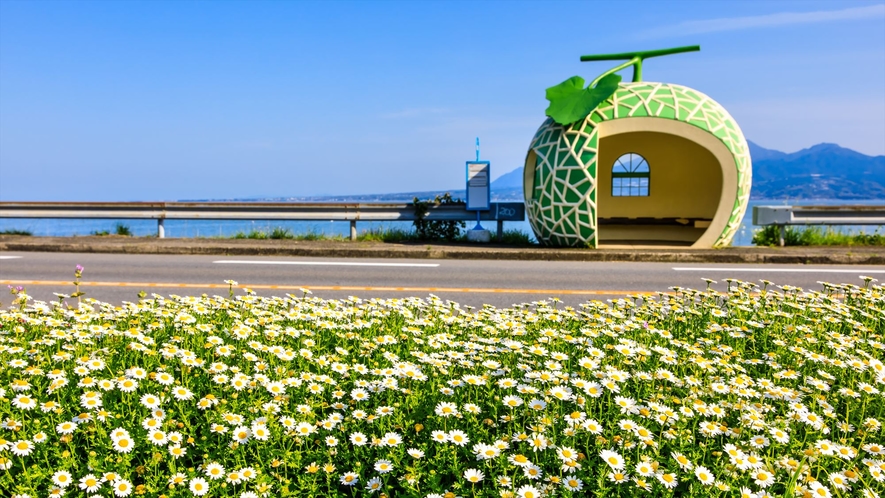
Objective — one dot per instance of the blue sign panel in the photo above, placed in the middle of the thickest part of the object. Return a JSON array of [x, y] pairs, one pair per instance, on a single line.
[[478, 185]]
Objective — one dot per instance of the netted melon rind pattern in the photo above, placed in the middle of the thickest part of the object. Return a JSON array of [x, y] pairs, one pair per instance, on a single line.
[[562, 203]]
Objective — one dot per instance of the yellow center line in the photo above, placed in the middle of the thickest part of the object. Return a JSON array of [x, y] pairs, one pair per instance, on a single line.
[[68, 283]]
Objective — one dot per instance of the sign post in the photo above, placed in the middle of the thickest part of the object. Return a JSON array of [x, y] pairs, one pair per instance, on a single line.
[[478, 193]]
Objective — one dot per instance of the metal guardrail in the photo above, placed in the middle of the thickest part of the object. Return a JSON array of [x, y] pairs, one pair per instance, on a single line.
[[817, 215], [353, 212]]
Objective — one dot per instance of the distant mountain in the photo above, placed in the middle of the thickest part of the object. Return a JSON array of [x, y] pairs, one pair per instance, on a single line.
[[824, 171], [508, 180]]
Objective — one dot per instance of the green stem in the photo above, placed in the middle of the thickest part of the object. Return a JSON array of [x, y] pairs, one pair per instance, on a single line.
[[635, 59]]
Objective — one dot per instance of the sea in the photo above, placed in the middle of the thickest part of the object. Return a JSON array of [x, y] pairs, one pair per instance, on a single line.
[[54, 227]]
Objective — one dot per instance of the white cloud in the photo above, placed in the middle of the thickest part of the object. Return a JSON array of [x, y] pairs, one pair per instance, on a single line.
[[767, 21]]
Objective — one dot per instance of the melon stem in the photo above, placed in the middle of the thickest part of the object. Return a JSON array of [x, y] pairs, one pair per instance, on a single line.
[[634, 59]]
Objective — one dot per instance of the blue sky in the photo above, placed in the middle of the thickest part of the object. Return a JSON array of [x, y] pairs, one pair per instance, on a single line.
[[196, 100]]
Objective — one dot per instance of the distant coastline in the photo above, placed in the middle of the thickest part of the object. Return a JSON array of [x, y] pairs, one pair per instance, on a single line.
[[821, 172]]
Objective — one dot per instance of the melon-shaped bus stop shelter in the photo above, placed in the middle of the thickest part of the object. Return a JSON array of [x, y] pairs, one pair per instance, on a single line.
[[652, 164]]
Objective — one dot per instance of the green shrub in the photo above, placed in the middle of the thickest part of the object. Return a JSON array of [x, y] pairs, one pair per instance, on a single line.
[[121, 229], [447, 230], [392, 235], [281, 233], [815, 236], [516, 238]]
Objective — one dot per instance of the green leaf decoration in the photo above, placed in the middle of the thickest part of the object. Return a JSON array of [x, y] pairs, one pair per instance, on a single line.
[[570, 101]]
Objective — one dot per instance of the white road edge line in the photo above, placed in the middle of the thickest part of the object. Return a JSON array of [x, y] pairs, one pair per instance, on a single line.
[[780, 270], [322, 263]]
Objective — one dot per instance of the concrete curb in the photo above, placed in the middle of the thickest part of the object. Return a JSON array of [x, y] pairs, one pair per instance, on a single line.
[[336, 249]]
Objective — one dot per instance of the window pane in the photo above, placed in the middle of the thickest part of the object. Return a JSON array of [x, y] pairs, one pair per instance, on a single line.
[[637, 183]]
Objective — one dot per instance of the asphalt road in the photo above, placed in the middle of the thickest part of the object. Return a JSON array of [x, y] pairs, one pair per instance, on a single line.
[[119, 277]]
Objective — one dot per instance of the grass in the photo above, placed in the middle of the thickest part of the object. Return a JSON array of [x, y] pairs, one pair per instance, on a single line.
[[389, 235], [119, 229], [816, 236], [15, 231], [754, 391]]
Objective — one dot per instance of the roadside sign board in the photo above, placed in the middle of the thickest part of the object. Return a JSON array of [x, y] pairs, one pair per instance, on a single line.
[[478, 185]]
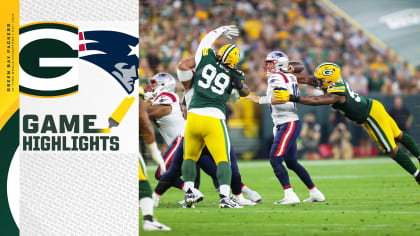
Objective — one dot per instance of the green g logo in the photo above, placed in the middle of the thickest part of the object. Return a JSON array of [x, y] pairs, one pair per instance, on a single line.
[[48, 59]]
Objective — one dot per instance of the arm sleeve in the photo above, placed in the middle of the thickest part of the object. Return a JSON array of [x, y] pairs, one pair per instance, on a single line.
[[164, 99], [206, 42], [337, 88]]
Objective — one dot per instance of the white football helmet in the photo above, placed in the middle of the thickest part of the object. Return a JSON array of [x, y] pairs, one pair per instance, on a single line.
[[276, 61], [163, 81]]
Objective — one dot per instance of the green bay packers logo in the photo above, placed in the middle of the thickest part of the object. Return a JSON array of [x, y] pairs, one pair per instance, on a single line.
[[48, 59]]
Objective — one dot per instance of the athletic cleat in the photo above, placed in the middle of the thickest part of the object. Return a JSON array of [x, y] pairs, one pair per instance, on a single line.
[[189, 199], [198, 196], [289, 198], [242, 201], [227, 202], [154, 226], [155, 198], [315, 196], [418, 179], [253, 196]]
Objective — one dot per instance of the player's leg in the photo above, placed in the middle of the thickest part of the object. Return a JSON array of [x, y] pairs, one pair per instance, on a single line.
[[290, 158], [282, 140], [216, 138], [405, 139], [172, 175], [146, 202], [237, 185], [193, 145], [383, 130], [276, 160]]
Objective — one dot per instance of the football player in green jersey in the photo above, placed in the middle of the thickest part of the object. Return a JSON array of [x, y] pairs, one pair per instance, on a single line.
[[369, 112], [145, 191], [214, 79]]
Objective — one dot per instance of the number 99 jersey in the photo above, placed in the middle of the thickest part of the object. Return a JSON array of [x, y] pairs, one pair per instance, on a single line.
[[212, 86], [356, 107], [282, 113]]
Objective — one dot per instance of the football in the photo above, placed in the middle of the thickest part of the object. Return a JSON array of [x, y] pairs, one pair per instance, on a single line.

» **The task**: Rewrite the entries above as a numbered list, starting at the beginning and continuing through the line that contains "[[68, 283]]", with both ends included. Leave out blank lines and pictures.

» **The answer**:
1. Objective — one dot per instance of the blue sign panel in the photo above, placed in the middle of the thickest part of the object. Return a JSON array of [x, y] pairs, one pair per instance, on a single line.
2. [[478, 185]]
3. Objective — one dot per instance of the netted melon rind pattern in the photo above, placed in the middle of the thickest part of the object. Return a JSON array of [x, y] pairs, one pair per instance, on a single line.
4. [[562, 203]]
5. Objective — one dot per instance of the yellow center line in the photo above, placed in the middle of the thickest part of the object. Return a JSON array of [x, y] pairs, one pair per instance, on a single line.
6. [[68, 283]]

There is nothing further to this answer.